== DIRECTIONS FOR THIS TASK ==
In exact form, please repeat the records from their opening line down to the line with "Target: blurred leaf", including that line.

[GIVEN RECORDS — start]

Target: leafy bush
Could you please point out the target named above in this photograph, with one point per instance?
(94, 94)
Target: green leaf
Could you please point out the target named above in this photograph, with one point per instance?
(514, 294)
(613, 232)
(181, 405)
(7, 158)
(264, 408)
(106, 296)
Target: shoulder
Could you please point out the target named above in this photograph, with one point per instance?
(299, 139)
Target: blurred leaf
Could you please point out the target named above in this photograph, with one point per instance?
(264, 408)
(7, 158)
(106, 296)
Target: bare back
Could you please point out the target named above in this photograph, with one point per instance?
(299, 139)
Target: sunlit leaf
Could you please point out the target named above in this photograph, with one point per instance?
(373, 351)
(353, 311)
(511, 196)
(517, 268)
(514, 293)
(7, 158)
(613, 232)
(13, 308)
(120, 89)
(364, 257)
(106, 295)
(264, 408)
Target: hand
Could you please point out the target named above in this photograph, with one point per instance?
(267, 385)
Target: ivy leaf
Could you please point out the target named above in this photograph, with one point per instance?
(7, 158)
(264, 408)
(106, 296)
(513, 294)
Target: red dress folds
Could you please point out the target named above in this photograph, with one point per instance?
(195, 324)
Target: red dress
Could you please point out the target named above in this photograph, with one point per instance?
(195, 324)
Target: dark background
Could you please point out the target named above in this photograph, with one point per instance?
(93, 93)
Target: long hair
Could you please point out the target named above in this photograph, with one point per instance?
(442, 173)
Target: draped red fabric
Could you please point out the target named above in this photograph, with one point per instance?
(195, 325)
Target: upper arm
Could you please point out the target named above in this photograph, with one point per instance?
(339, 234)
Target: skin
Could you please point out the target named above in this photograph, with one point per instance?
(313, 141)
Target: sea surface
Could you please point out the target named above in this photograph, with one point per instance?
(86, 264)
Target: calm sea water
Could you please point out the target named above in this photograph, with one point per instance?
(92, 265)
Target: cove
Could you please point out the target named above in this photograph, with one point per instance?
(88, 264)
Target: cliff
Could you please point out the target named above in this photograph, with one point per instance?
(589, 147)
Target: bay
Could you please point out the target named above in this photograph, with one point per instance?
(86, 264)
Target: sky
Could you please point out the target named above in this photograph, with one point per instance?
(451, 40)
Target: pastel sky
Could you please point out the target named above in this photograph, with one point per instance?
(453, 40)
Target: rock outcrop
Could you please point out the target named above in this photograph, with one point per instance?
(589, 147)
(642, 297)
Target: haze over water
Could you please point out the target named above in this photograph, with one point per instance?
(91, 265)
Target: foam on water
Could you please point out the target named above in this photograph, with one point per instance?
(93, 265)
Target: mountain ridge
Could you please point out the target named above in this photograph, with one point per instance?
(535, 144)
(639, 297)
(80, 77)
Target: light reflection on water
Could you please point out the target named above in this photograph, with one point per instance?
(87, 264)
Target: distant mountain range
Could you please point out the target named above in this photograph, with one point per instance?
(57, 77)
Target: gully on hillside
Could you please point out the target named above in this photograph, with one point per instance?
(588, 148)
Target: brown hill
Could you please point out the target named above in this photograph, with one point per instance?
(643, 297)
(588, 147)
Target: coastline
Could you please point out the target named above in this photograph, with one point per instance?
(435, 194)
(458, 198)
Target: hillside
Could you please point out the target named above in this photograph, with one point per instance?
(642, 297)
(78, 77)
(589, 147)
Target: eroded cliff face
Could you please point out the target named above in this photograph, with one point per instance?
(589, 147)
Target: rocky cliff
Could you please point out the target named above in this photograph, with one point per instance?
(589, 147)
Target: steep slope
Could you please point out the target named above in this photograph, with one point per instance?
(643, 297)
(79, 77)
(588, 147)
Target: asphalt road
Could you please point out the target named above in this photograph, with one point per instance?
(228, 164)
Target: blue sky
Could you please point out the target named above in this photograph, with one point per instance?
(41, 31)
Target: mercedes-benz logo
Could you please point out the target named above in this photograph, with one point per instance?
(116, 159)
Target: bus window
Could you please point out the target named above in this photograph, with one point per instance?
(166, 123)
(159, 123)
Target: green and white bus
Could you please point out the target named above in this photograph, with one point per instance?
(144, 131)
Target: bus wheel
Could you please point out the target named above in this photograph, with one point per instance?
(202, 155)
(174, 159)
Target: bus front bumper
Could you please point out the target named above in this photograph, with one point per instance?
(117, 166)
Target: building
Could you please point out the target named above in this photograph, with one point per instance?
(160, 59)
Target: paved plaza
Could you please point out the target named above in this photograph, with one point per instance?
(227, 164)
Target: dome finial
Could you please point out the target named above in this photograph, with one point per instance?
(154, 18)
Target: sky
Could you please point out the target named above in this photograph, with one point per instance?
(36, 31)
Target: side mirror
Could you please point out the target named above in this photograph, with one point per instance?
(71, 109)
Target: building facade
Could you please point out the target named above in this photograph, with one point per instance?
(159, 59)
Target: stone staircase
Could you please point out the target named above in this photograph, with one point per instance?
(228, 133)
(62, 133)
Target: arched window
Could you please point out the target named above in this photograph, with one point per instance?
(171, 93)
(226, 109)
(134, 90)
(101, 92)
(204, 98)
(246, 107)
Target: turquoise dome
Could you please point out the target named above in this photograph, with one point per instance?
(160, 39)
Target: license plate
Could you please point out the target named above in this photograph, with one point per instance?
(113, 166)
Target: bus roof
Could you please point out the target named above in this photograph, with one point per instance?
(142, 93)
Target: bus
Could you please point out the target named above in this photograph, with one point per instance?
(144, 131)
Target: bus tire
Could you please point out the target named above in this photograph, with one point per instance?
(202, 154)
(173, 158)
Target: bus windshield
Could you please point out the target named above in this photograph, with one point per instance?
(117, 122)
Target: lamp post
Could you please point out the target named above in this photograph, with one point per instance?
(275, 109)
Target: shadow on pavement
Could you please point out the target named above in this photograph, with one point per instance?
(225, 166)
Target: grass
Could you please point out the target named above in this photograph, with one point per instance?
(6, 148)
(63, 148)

[GIVEN RECORDS — finish]

== SOLUTION TO THE PROBLEM ==
Target: leafy bush
Could you please point out the target named above in this photograph, with one point per instance?
(94, 94)
Target: green leaf
Could you please point out the target named above in this photograph, with one point per instance?
(514, 294)
(613, 232)
(181, 405)
(7, 158)
(264, 408)
(106, 296)
Target: shoulder
Could you please point out the target named above in this photograph, with one point per instance?
(299, 139)
Target: blurred leaf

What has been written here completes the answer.